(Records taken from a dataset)

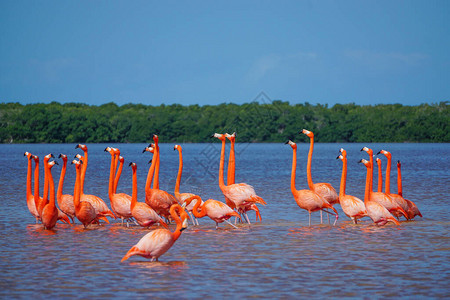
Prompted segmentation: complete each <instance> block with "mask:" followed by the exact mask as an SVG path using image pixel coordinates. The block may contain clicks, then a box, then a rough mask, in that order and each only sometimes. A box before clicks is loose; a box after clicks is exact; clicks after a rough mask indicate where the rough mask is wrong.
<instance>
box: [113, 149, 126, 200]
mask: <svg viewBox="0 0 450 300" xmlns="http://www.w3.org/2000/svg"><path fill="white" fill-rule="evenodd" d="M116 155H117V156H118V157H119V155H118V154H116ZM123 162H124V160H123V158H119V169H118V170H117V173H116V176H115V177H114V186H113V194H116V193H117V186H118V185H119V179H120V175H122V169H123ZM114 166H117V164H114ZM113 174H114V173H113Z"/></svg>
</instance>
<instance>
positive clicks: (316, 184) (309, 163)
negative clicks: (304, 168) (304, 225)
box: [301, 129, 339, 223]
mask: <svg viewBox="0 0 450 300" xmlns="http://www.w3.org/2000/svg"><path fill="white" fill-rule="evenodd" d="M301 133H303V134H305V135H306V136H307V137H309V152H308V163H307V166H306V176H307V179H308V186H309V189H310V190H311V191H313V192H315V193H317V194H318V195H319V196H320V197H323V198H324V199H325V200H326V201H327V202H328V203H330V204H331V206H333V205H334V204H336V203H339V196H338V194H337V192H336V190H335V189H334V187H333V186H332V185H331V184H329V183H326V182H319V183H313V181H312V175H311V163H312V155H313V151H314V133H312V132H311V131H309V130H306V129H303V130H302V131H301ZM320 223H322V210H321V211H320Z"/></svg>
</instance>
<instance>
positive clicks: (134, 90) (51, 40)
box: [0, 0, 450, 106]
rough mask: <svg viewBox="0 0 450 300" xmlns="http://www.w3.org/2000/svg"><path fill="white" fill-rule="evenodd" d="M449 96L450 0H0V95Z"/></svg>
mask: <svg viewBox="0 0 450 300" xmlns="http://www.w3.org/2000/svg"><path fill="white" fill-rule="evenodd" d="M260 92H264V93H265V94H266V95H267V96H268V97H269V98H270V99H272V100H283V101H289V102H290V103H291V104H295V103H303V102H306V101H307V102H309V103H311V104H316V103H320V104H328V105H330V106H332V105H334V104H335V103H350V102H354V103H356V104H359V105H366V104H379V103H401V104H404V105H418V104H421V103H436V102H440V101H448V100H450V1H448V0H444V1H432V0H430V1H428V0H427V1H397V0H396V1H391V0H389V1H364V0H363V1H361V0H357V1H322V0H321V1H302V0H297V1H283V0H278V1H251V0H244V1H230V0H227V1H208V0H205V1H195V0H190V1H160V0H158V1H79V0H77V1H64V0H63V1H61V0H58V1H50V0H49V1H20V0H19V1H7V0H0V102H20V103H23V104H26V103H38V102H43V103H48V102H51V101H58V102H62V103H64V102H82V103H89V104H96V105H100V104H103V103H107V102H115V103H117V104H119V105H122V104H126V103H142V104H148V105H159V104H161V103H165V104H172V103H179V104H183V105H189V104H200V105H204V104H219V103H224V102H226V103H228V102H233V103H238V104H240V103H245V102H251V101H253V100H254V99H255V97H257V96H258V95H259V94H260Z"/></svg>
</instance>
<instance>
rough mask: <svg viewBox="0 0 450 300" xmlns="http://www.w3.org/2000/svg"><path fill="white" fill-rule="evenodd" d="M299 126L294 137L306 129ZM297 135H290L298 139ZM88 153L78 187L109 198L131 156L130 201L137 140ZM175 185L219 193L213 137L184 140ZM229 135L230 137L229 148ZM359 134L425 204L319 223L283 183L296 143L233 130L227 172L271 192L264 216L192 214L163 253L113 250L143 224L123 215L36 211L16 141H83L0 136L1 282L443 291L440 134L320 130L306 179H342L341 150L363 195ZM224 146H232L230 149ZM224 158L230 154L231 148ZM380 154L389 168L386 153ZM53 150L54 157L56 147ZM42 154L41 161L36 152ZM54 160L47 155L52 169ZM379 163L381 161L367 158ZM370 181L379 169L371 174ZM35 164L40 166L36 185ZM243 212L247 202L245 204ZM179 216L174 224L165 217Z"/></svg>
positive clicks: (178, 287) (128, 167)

→ **The problem**
Return each line in the items above that includes the string "clicks", treating uppercase and lowercase letters as different.

→ **Response below**
Prompted segmentation: complete each <instance> block with "mask:" followed by the exact mask as an SVG path using image pixel coordinates. The block may contain clicks, then a box, then a rough mask, in that order and each only sometimes. A box before clicks is loose; a box after clicks is exact; clicks after a rough mask indicate where the rough mask is wrong.
positive clicks: (316, 184) (309, 163)
negative clicks: (304, 168) (304, 225)
positive clicks: (134, 90) (51, 40)
positive clicks: (178, 287) (128, 167)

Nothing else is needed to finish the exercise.